Named object pointing entries:
--------------------
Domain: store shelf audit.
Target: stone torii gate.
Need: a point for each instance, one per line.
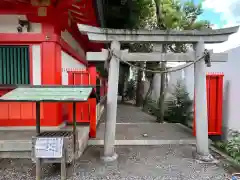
(197, 38)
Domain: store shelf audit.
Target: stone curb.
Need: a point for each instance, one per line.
(143, 142)
(229, 159)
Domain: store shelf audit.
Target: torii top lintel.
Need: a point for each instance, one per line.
(160, 36)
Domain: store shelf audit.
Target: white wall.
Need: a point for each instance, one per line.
(66, 36)
(69, 63)
(9, 24)
(231, 95)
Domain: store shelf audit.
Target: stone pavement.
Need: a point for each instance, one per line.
(136, 127)
(165, 162)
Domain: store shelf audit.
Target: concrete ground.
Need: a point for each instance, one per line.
(165, 162)
(162, 162)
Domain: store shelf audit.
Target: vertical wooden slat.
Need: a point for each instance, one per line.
(4, 66)
(18, 66)
(13, 65)
(8, 74)
(1, 66)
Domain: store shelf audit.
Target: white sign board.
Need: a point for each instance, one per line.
(49, 147)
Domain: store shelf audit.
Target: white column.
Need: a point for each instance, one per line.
(201, 102)
(112, 94)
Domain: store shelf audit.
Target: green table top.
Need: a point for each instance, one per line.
(56, 94)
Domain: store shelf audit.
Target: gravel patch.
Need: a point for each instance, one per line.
(166, 162)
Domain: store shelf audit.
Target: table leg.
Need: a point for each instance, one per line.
(63, 166)
(74, 128)
(38, 160)
(38, 118)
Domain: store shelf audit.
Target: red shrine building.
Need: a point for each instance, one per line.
(40, 44)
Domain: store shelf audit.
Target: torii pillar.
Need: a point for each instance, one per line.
(201, 102)
(163, 37)
(112, 95)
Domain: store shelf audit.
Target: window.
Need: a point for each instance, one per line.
(14, 65)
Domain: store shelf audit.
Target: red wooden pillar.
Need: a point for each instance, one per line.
(93, 75)
(92, 101)
(51, 75)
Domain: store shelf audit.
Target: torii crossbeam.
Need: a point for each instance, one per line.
(197, 38)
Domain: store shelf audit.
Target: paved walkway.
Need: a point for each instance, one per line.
(162, 162)
(136, 127)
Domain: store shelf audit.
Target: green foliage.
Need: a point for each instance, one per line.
(130, 93)
(179, 106)
(231, 146)
(128, 14)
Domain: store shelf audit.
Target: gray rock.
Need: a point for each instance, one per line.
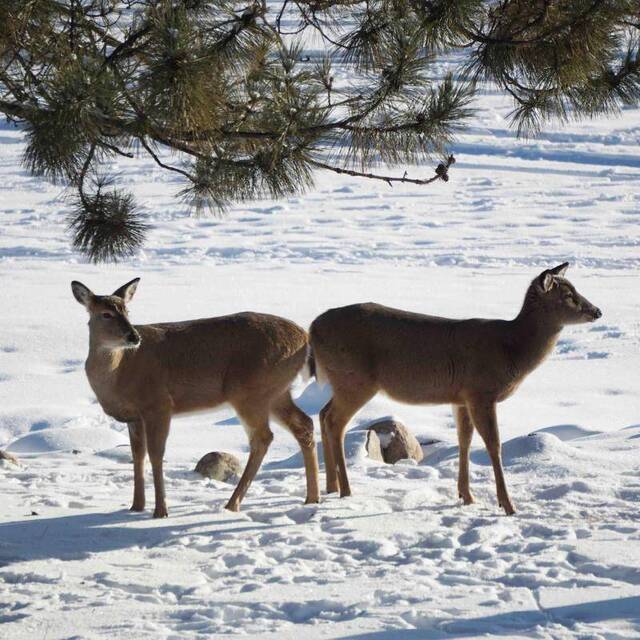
(396, 441)
(374, 450)
(218, 465)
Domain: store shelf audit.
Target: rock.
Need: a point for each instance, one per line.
(396, 441)
(5, 455)
(374, 449)
(219, 466)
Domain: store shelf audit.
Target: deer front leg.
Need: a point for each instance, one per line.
(483, 415)
(464, 427)
(156, 425)
(138, 442)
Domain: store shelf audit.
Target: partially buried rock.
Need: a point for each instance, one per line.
(396, 441)
(219, 466)
(374, 449)
(5, 455)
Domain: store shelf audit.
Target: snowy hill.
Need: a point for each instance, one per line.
(401, 558)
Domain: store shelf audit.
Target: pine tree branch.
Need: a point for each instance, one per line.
(441, 173)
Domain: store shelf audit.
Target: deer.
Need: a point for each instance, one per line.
(472, 364)
(143, 375)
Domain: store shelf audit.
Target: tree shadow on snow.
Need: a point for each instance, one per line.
(516, 622)
(78, 536)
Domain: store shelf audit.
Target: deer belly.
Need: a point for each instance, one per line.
(412, 388)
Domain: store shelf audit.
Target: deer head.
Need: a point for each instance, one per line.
(109, 325)
(559, 298)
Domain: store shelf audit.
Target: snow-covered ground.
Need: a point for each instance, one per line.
(402, 557)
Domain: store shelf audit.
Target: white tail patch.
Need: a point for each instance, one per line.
(321, 376)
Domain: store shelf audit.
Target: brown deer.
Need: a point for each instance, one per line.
(472, 364)
(145, 374)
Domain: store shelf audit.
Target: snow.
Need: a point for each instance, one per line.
(402, 558)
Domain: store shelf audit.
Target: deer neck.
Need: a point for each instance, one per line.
(533, 336)
(102, 362)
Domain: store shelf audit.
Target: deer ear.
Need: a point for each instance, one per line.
(546, 281)
(126, 291)
(560, 270)
(81, 293)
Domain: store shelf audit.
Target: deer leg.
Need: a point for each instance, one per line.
(464, 427)
(260, 437)
(327, 449)
(301, 426)
(138, 441)
(483, 415)
(156, 426)
(337, 417)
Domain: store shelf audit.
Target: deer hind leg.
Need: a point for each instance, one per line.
(156, 426)
(256, 424)
(301, 426)
(330, 467)
(464, 427)
(138, 441)
(334, 417)
(483, 415)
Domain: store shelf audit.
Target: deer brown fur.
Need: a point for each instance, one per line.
(145, 374)
(471, 364)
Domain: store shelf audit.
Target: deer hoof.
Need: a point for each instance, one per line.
(508, 509)
(161, 512)
(232, 506)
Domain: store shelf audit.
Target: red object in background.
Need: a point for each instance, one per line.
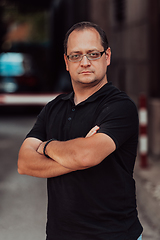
(143, 138)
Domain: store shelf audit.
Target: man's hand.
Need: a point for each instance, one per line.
(92, 131)
(41, 147)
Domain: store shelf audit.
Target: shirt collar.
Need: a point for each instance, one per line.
(102, 91)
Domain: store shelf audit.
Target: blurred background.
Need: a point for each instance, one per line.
(32, 72)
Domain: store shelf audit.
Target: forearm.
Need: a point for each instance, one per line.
(34, 164)
(70, 154)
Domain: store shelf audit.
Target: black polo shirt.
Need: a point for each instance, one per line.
(98, 203)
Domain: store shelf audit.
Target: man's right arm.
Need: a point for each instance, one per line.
(31, 163)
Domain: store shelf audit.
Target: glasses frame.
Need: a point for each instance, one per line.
(82, 55)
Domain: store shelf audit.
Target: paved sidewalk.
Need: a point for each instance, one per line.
(148, 197)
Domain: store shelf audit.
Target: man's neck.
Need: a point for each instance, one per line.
(82, 92)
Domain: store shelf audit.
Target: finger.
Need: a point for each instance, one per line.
(92, 131)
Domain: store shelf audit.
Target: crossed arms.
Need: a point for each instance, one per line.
(65, 156)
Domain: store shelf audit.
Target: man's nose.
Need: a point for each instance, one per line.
(85, 61)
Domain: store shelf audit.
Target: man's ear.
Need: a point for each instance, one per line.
(66, 62)
(108, 56)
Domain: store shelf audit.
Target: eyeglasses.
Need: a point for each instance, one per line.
(90, 56)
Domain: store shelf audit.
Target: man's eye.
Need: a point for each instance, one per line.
(76, 56)
(94, 54)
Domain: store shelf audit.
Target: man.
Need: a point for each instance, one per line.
(85, 143)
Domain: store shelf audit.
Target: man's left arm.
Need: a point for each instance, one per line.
(80, 153)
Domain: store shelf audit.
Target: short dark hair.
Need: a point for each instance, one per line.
(86, 25)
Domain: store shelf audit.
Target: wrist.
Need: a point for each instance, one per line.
(44, 149)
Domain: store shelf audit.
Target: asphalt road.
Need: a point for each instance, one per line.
(23, 199)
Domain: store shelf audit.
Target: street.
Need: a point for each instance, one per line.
(23, 199)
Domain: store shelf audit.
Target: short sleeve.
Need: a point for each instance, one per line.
(119, 121)
(39, 129)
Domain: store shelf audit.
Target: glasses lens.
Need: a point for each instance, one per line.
(94, 55)
(75, 58)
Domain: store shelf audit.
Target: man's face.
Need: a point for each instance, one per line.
(87, 71)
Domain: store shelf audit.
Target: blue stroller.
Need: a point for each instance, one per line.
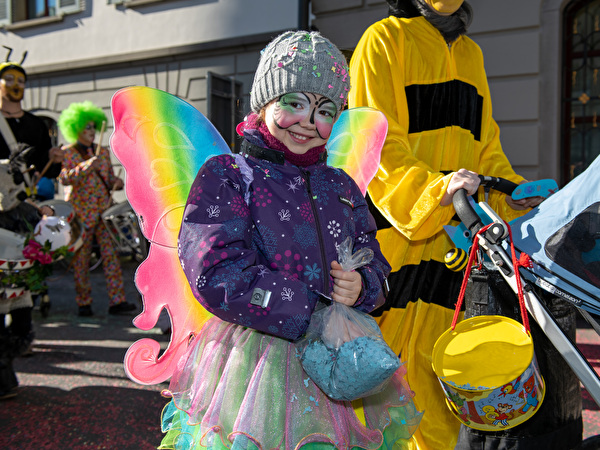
(559, 243)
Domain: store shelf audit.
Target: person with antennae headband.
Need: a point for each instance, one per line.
(22, 128)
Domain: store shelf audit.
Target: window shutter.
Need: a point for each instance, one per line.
(68, 6)
(5, 12)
--------------------
#### STATED TASK:
Repeat each record exactly as shown above, dropping all images.

#### OUTPUT FOR THIS TASK:
Domain: store shelf audit.
Target: stone torii gate.
Need: a point for each instance, one per line.
(197, 38)
Domain: store shelf audit.
Target: stone curb.
Need: a point for each instance, one per line.
(143, 142)
(229, 159)
Domain: store shelf audit.
Target: torii top lintel.
Need: a point for each instance, one per line.
(160, 36)
Domain: store shelf audit.
Target: white wall.
Need: a point for each instance, one per line.
(66, 36)
(69, 63)
(9, 24)
(231, 95)
Domain: store shelf audit.
Target: stone pavement.
Need: a point for each instance, one per line.
(136, 127)
(165, 162)
Domain: store shelf audit.
Target: concrete ground.
Need: a point for each instance, one per line.
(165, 162)
(162, 162)
Domain: store shelf audit.
Target: vertical wooden slat.
Need: a point for each instance, one per line.
(4, 66)
(18, 66)
(13, 65)
(8, 74)
(1, 66)
Domain: store shelf audit.
Target: white sign board.
Need: a point for each instance, one per line.
(49, 147)
Domain: store shelf audit.
Target: white column.
Need: a point for each instance, one per line.
(201, 102)
(112, 94)
Domain: store shelf audit.
Target: green table top.
Need: a point for each instance, one per line.
(56, 94)
Domain: store shelf audit.
Target: gravel patch.
Need: a point for each instance, one per line.
(166, 162)
Domain: store shelf audit.
Target: table leg.
Need: a point for each instance, one per line.
(63, 166)
(74, 128)
(38, 160)
(38, 118)
Domain: store shelf audit.
Target: red shrine building.
Need: a point for each instance, one per line.
(40, 44)
Domain: store shelf audit.
Target: torii pillar.
Need: a point for each instance, one per line.
(201, 102)
(163, 37)
(112, 95)
Domain: store shelf audit.
Target: window.
Need: a point for each instance, one per line.
(14, 65)
Domain: store shelf audit.
Target: red wooden pillar.
Need: a point for each instance, one per line.
(93, 75)
(92, 101)
(51, 75)
Domain: store shelf audit.
Target: torii crossbeam.
Need: a point for each instance, one per line.
(197, 38)
Domain: store shelf audit.
Target: paved walkway.
Need: a point for each instance, one per line.
(162, 162)
(136, 127)
Domain: store shelf audit.
Target: green foliage.
Need: a point for each instance, one per line.
(130, 93)
(179, 106)
(231, 146)
(128, 14)
Domain: store shelf audit.
Target: gray rock.
Need: a point for each instance, one per line.
(396, 441)
(374, 450)
(218, 465)
Domain: store shelf audit.
Target: rock.
Need: a point for each instance, one per line.
(396, 441)
(5, 455)
(374, 449)
(219, 466)
Domain: store shelf audit.
Target: deer front leg.
Need: a point for each instance, one per line.
(483, 415)
(464, 427)
(156, 425)
(138, 442)
Domain: store shelf audit.
Target: partially buried rock.
Need: a point for each instance, one per line.
(396, 441)
(219, 466)
(374, 449)
(5, 455)
Domain: store shelf audit.
Target: snowy hill.
Need: a point for each instance, one per line.
(401, 558)
Domain: store shelf audit.
Target: pine tree branch.
Need: a point for each instance, one per line.
(441, 173)
Domain: store shelf audit.
Target: deer.
Need: a point for each instance, one per line.
(472, 364)
(143, 375)
Domain: store shelf audit.
Target: tree shadow on snow.
Need: a point for each instance, one per line.
(516, 622)
(78, 536)
Domain: store shelf audit.
Target: deer belly.
Need: a point for each instance, one per line.
(412, 388)
Domain: store shelf audit.
Target: deer head.
Need: a point for each instance, one per line.
(109, 325)
(559, 298)
Domain: store shelf audit.
Target: snow-covered ground.
Need: a point for each instance, one per line.
(402, 557)
Domain: store shelf audit.
Target: white tail patch.
Need: a point for each instance, one per line.
(321, 376)
Domain: store shelf audit.
Target: brown deer.
Need: a point for each instance, one per line.
(472, 364)
(145, 374)
Domain: store shelf audit.
Target: snow.
Need: a point for each instance, one per line.
(402, 558)
Domain: store shelf audit.
Target: deer neck.
Need: a point for each instance, one per line.
(533, 336)
(102, 362)
Domain: store shelf audit.
Target: deer ear.
Need: a point for each instance, one per line.
(546, 281)
(126, 291)
(560, 270)
(81, 293)
Domain: store shelf audit.
Target: deer leg.
Need: a point for each instance, one per line.
(464, 427)
(260, 437)
(327, 449)
(301, 426)
(138, 441)
(483, 415)
(156, 426)
(337, 417)
Domain: store shelf audit.
Target: deer hind leg.
Need: a point for each instance, one per line.
(156, 426)
(256, 424)
(301, 426)
(330, 467)
(464, 427)
(138, 441)
(334, 417)
(483, 415)
Domain: store shelf audit.
Target: deer brown fur.
Need: a point for each instance, one per line.
(145, 374)
(471, 364)
Domain: store shelf audit.
Target: deer hoof.
Need: a point for each instance, one per line.
(508, 509)
(161, 512)
(232, 506)
Domain: store shelf audit.
Target: red object in background.
Need: a point for each instance, one per line.
(143, 138)
Domain: store shelf audit.
Target: man's hand.
Need: a point for each instance, one per line.
(92, 131)
(41, 147)
Domain: store shelf audit.
Target: shirt collar.
Need: a point for each instance, one per line.
(102, 91)
Domain: store shelf audit.
Target: blurred background.
Need: a point for each instance, one per line.
(32, 72)
Domain: store shelf audit.
Target: forearm.
Need: a point for each instance, one per line.
(34, 164)
(70, 154)
Domain: store shelf audit.
Target: black polo shirt.
Need: a point for each instance, one per line.
(98, 203)
Domain: store shelf audit.
Target: man's right arm.
Need: a point for each instance, one per line.
(31, 163)
Domain: store shelf audit.
Target: glasses frame.
Need: a point for each instance, one per line.
(82, 55)
Domain: store shelf audit.
Target: paved sidewalk.
Need: a point for each instance, one per line.
(148, 197)
Domain: store shelf audit.
Target: man's neck.
Need: a point for each instance, one per line.
(82, 92)
Domain: store shelf audit.
Target: finger.
Need: a point for each instance, one per line.
(92, 131)
Domain: store shelf audit.
Target: crossed arms.
Need: a point for each instance, one per line.
(65, 156)
Domain: store shelf audit.
Target: man's nose.
Need: a point for each instance, one per line.
(85, 61)
Domain: store shelf audit.
Target: man's ear.
Need: a point for each instance, one per line.
(66, 62)
(108, 56)
Domain: store shelf audit.
Target: eyeglasses.
Need: a point for each instance, one per line.
(90, 56)
Domain: store shelf audit.
Target: man's eye.
Need: a point for each instance, one per line.
(76, 56)
(94, 54)
Domain: store shelf audit.
Target: man.
Need: a point for each instance, one per line.
(85, 143)
Domain: store shelf audit.
Target: man's left arm.
Need: a point for each instance, one per line.
(80, 153)
Domain: store shelf audit.
Target: short dark hair.
Need: a point for each instance, one per line.
(86, 25)
Domain: store shelf audit.
Target: wrist.
Need: a point for each instance, one per line.
(44, 149)
Domain: store shelf audit.
Target: asphalt road.
Need: a point for each instance, one per line.
(23, 199)
Domain: store shelf audit.
Target: street.
Need: a point for each instance, one per line.
(23, 199)
Domain: store shelf audit.
Target: short sleeve.
Need: a point for each instance, one per line.
(119, 121)
(39, 129)
Domain: store shelf audit.
Target: glasses lens.
Need: a point for each instance, one per line.
(94, 55)
(75, 58)
Domain: store shelf audit.
Target: man's face.
Need: a point for each instance, one per line.
(87, 71)
Domain: store shelf audit.
Target: blue stroller.
Need: a point for each instance, one per line.
(559, 243)
Domain: store shelf audit.
Target: person with antennae headband.
Need: a point for each instance, one per line.
(22, 128)
Domain: store shelf audit.
Target: window shutter.
Need: a point for each instance, one per line.
(68, 6)
(5, 12)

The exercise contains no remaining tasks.